From the entries, filter out every line that lacks "below" and copy the rest.

Given data START

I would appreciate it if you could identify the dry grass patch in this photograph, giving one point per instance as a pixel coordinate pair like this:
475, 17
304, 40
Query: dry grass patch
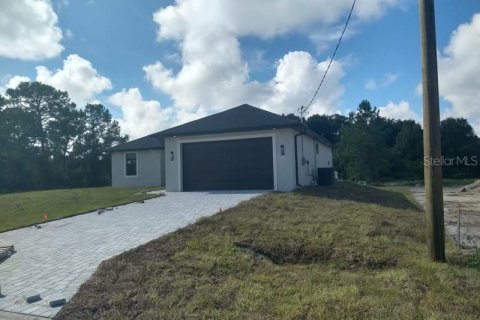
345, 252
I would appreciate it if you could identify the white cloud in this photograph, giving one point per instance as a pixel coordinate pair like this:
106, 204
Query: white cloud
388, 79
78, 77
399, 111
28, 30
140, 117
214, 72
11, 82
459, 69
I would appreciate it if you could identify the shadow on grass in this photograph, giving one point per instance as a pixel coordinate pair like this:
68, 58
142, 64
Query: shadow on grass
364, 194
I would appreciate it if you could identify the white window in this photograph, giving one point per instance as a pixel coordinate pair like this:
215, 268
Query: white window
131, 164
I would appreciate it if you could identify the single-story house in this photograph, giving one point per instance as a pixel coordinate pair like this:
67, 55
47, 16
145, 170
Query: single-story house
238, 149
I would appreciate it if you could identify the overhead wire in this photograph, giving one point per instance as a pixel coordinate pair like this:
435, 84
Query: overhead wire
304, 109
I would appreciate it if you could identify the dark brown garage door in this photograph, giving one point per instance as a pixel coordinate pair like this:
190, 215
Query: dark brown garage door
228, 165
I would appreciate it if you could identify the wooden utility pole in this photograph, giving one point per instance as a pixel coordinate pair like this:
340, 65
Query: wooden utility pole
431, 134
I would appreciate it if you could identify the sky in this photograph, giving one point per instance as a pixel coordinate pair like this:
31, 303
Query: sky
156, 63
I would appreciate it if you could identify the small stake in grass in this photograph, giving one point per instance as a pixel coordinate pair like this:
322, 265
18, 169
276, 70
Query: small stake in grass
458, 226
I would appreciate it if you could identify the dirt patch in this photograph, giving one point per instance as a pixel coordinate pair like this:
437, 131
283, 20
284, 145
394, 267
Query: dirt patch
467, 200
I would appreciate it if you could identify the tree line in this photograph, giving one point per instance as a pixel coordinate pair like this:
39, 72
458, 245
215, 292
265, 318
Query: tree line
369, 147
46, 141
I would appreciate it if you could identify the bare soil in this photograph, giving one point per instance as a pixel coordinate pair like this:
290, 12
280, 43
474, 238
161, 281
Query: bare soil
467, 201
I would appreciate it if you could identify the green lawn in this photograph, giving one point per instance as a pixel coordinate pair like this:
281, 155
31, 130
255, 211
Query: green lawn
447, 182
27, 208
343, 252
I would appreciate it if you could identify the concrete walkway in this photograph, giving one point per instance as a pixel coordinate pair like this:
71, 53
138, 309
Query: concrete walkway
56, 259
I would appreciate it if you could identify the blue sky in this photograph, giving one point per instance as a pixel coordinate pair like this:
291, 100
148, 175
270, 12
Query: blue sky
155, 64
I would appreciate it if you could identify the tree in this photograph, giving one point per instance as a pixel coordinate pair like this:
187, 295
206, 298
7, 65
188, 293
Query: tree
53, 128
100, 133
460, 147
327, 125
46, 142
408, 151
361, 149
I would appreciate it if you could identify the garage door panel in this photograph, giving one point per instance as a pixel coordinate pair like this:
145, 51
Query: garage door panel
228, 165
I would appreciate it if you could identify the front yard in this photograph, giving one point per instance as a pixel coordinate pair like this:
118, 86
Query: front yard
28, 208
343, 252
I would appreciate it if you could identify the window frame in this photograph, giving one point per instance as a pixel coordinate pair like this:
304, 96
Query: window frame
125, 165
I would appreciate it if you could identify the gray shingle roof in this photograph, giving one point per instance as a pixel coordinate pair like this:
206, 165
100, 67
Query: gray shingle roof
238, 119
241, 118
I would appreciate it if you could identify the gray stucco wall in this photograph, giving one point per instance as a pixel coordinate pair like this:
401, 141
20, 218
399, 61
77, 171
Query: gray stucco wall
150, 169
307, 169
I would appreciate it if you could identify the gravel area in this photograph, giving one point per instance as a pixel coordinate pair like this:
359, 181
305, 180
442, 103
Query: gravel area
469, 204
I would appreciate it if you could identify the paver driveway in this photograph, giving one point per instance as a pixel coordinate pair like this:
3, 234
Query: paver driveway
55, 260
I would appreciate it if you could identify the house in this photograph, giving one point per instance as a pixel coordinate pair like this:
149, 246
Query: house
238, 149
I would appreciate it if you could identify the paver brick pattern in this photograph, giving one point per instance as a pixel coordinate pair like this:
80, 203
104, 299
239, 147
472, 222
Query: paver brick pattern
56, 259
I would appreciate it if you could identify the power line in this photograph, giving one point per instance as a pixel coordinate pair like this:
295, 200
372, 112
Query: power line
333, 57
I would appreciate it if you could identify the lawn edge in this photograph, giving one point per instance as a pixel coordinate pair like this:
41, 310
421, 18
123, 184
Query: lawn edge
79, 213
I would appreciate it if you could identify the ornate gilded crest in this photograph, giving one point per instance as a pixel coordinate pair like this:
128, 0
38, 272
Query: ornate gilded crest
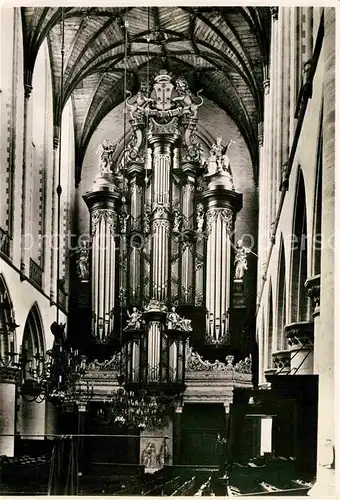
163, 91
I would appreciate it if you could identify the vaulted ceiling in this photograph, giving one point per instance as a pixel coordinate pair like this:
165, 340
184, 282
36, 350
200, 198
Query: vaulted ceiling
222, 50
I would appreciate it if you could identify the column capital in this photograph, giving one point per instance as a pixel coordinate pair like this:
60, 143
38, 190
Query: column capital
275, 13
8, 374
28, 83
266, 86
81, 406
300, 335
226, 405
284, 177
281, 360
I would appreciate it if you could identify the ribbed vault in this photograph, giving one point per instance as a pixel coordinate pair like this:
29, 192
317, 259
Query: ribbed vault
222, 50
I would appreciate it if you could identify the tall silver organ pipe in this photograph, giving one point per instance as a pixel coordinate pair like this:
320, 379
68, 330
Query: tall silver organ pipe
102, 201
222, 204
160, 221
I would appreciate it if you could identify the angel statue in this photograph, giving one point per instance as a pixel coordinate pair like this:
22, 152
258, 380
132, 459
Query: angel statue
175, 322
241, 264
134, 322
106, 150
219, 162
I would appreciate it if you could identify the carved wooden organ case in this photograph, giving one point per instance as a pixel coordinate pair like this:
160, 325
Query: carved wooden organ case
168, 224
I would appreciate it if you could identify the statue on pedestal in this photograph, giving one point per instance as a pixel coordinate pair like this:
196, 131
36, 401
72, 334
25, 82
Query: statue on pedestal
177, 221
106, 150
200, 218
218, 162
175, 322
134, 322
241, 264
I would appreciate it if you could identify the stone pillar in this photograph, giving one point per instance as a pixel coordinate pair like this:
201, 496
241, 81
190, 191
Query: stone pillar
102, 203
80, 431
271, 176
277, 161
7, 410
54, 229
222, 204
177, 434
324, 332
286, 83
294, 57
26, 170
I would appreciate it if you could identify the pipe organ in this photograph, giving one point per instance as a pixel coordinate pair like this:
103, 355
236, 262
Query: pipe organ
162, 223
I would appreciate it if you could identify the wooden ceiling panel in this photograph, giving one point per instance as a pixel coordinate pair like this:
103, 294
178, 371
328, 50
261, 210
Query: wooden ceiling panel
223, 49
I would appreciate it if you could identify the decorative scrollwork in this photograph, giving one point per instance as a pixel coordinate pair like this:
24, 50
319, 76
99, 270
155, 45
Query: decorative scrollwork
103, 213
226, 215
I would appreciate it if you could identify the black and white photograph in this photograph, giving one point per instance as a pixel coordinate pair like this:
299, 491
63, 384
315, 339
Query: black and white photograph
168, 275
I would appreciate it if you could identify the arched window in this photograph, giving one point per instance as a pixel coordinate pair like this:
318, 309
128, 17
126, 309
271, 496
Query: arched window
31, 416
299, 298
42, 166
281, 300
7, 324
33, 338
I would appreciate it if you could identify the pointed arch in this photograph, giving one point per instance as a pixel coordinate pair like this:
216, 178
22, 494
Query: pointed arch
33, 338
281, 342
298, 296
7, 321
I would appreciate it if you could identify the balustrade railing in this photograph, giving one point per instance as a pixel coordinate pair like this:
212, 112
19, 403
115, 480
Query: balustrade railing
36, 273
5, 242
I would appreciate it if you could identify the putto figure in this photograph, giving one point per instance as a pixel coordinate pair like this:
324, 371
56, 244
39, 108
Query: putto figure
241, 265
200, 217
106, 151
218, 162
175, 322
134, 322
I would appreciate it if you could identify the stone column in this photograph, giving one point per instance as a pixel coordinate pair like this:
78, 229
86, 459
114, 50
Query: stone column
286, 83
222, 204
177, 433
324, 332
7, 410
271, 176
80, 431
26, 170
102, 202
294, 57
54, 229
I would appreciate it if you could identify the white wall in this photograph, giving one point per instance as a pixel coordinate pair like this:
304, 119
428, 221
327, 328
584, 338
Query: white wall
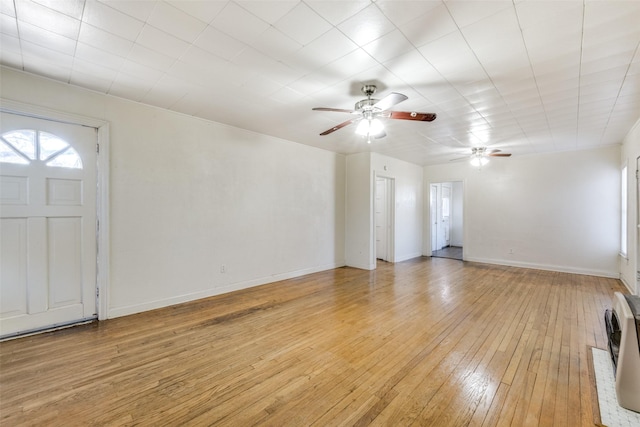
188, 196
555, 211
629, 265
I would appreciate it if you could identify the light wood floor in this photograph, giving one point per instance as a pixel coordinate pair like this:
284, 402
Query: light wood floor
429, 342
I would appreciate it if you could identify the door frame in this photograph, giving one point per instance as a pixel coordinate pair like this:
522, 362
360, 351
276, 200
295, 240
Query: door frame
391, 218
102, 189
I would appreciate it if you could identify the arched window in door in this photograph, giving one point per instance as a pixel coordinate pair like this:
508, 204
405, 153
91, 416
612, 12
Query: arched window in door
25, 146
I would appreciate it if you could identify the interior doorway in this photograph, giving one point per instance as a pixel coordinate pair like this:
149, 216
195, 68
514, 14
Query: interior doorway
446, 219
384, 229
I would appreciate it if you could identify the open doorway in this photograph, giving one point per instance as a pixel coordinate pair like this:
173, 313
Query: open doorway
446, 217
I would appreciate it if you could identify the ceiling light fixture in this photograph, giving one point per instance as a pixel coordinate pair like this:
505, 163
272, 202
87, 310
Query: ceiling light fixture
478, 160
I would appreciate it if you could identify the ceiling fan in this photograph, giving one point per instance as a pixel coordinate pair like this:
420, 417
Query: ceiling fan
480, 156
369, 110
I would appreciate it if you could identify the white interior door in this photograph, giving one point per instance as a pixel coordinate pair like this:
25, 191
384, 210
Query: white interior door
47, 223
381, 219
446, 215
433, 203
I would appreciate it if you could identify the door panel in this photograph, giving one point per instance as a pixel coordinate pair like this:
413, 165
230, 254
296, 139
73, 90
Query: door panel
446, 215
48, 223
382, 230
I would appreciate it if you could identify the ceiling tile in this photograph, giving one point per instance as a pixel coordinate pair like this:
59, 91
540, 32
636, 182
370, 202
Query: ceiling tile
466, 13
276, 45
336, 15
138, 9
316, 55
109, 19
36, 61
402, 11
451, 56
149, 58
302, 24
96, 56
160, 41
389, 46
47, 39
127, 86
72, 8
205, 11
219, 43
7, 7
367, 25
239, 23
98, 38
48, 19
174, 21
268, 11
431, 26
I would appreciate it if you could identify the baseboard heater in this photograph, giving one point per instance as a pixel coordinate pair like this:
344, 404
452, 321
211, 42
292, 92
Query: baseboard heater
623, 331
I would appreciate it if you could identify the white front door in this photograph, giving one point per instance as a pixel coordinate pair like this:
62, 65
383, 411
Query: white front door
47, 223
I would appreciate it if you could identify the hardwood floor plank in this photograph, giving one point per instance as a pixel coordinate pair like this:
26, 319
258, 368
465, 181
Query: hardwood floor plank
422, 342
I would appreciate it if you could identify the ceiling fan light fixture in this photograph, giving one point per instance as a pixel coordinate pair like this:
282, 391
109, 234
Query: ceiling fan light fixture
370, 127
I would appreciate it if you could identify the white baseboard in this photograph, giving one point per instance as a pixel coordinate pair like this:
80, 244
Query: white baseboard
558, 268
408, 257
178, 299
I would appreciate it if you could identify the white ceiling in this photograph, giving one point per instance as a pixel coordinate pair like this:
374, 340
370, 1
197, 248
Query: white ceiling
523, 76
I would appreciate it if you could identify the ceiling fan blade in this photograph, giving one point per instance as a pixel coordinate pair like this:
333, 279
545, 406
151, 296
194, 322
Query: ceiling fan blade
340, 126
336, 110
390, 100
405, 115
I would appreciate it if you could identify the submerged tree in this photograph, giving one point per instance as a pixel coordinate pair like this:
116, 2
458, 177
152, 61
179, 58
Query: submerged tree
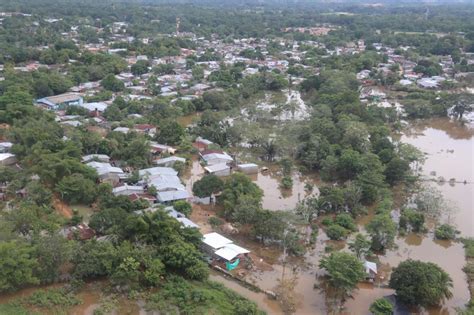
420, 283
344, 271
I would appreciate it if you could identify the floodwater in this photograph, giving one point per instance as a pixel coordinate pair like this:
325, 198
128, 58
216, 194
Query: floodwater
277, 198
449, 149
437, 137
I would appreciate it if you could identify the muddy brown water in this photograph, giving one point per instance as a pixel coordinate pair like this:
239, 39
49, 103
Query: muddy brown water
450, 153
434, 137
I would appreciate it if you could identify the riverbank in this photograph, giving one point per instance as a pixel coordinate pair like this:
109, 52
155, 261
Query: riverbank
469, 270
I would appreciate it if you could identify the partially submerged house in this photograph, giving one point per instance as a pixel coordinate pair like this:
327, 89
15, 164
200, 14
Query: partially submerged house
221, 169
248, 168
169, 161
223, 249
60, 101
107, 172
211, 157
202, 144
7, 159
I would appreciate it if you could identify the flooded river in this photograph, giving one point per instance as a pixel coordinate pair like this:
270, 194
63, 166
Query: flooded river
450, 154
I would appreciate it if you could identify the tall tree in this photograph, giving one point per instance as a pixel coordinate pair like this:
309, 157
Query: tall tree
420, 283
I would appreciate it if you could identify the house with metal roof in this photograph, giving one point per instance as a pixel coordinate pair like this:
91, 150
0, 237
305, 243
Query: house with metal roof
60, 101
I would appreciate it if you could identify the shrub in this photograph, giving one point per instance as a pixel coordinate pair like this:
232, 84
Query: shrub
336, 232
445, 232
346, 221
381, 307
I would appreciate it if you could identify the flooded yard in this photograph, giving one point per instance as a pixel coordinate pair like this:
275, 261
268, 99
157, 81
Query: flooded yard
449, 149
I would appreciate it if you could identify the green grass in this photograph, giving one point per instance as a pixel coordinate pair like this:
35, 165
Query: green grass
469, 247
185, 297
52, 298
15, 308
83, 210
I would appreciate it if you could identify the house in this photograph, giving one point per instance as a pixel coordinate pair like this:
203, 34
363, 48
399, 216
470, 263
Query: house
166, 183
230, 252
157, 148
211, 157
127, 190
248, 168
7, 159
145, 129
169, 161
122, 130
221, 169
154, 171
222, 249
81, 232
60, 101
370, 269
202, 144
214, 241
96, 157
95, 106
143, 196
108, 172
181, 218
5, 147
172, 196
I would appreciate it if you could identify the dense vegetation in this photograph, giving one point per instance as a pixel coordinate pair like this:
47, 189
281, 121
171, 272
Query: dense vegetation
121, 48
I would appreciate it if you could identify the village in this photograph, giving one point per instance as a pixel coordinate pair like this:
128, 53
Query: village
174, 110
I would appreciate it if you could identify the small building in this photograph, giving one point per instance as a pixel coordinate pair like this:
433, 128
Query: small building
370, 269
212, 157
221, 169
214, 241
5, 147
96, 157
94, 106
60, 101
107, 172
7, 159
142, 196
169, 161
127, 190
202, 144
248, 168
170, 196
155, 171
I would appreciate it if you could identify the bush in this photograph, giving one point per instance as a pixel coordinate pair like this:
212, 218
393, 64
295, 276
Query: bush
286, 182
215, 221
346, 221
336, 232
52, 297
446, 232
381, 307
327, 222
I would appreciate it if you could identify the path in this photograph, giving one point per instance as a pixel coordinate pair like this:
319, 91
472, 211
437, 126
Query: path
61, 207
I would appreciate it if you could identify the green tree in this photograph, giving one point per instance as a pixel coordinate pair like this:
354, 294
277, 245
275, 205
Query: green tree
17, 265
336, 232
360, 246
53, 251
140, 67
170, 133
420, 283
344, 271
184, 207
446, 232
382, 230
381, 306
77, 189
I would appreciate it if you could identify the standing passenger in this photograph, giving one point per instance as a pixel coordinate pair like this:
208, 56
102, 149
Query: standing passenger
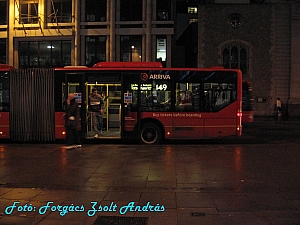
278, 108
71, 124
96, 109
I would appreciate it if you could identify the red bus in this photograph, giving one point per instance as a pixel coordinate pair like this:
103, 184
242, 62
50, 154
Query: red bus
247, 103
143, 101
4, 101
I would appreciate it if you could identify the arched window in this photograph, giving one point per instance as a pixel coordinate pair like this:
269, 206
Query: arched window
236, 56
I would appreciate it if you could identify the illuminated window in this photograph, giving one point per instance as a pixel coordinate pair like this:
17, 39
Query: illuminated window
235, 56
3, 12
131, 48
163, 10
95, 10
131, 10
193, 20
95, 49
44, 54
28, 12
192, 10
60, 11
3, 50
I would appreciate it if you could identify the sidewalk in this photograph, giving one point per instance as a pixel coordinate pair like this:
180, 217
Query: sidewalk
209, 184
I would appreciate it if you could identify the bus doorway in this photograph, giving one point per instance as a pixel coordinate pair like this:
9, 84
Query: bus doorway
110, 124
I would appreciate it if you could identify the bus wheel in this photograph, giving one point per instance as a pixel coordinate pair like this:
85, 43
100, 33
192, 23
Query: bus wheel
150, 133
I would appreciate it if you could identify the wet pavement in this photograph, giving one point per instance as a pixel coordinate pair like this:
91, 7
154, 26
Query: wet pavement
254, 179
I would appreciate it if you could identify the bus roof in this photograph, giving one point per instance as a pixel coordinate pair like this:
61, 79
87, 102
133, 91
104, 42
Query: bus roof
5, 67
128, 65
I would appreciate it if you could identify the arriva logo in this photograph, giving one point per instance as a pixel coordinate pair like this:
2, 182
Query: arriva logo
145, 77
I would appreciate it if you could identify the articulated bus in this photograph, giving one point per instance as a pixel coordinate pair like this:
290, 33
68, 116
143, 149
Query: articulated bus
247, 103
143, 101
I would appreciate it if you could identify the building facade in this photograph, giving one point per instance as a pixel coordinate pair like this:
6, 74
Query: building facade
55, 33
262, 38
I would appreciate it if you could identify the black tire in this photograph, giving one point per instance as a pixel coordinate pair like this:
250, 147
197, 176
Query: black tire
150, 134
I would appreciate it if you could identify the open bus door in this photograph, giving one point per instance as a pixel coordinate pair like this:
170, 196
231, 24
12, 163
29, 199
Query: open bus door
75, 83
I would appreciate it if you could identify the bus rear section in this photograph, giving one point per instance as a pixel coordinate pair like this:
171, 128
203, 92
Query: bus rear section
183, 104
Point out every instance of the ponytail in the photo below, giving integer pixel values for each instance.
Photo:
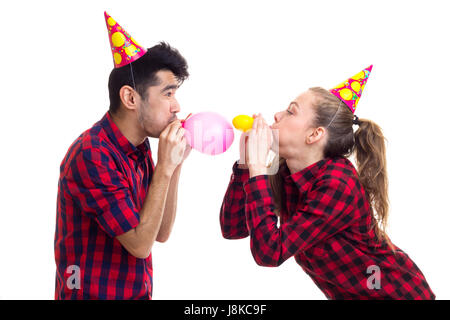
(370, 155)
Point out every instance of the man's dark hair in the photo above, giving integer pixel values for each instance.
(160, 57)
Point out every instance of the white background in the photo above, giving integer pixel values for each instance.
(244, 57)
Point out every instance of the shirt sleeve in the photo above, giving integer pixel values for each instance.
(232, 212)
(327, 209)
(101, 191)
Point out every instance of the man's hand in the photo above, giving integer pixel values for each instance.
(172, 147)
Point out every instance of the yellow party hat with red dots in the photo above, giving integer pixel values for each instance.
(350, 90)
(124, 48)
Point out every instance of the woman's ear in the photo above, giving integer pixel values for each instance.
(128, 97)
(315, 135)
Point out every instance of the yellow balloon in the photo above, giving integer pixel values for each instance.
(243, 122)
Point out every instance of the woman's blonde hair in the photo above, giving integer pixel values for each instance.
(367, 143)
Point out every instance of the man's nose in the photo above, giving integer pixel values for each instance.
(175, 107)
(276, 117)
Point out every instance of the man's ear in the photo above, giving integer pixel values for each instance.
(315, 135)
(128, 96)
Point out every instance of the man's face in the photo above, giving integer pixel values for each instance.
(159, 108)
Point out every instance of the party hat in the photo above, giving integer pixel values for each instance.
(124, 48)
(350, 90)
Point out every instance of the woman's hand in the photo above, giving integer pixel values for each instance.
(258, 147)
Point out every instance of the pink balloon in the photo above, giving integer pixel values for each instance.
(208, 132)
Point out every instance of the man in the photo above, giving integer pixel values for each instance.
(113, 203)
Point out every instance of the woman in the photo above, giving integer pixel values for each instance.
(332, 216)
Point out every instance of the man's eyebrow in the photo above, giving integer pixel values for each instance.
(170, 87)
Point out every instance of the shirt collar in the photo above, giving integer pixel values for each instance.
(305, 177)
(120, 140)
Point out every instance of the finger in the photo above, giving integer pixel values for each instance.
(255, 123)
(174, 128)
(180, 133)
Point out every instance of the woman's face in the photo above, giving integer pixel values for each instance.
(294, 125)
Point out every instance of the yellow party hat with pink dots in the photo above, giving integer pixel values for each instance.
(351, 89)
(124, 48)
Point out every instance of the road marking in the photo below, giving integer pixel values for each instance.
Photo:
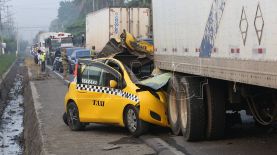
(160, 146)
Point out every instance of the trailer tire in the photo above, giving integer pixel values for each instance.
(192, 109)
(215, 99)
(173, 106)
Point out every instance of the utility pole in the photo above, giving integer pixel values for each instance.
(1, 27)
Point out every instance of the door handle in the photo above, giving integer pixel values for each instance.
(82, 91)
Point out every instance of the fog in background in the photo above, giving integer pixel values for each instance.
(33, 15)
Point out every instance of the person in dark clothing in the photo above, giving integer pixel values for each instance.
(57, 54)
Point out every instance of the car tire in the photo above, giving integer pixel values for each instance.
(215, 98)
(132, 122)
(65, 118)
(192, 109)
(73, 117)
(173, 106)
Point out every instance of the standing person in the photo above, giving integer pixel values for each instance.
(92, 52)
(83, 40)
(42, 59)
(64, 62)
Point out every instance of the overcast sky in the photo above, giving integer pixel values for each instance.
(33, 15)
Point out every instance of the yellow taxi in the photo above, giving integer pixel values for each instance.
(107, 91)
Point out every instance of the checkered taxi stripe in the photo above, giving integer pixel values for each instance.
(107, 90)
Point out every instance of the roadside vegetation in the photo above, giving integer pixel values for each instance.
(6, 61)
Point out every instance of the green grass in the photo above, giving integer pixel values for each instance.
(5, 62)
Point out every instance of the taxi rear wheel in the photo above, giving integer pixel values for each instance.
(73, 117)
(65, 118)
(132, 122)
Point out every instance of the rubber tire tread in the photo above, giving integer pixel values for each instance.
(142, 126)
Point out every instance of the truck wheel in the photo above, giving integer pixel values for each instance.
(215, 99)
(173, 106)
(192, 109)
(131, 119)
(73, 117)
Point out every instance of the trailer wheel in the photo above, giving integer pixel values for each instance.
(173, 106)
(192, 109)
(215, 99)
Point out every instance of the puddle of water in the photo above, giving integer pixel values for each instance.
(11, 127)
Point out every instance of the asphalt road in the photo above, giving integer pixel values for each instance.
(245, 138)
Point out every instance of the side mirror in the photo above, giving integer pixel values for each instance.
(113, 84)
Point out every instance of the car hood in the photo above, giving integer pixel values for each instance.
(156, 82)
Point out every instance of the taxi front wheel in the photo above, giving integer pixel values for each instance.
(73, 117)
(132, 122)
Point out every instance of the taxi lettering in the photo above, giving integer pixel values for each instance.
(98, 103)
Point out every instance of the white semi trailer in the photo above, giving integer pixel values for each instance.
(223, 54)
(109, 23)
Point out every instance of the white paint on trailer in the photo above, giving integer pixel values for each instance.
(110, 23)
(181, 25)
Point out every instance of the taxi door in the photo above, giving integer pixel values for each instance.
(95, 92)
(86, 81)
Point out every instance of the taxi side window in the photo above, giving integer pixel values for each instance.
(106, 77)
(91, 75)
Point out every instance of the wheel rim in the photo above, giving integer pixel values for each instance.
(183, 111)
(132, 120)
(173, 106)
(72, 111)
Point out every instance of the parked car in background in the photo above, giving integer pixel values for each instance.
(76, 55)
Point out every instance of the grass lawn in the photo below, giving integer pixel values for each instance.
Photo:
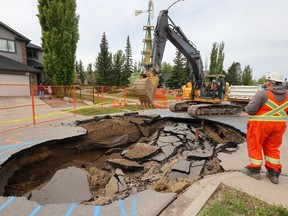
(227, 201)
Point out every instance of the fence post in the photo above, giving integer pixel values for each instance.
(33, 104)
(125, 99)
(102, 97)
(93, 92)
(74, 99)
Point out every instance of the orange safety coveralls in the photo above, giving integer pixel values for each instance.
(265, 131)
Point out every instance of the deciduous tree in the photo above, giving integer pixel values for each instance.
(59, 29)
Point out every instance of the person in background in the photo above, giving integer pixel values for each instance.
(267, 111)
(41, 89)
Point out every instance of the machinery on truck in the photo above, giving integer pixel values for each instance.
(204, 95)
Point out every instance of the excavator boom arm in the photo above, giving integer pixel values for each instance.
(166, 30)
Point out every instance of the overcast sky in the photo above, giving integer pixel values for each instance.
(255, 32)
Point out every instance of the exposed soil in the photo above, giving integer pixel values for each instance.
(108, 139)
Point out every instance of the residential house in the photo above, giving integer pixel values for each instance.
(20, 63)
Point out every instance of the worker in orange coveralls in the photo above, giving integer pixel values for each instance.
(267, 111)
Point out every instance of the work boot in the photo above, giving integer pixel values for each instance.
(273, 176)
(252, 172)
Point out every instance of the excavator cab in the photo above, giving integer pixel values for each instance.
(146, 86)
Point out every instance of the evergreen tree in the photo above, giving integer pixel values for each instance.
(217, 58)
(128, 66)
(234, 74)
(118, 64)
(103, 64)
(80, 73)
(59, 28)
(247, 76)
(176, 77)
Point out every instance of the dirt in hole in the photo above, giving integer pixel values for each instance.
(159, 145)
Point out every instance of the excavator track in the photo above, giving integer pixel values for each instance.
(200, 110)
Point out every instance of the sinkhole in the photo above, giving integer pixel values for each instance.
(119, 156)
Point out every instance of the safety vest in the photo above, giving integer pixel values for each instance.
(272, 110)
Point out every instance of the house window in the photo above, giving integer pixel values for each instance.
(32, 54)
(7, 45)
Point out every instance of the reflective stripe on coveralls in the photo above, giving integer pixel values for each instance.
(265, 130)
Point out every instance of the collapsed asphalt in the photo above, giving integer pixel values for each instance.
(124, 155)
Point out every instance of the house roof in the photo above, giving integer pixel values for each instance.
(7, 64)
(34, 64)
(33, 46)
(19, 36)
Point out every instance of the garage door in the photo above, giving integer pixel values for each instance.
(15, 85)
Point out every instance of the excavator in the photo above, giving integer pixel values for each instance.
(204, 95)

Given data END

* Response to this exercise:
Point out every instance of the ponytail in the photo below, giving integer pixel values for each instance.
Point out every instance of the road marking in the photo below, giving integer pixel values for each instance.
Point out every instance of the grass lawn in the photo below, giving integer pixel values for each instance.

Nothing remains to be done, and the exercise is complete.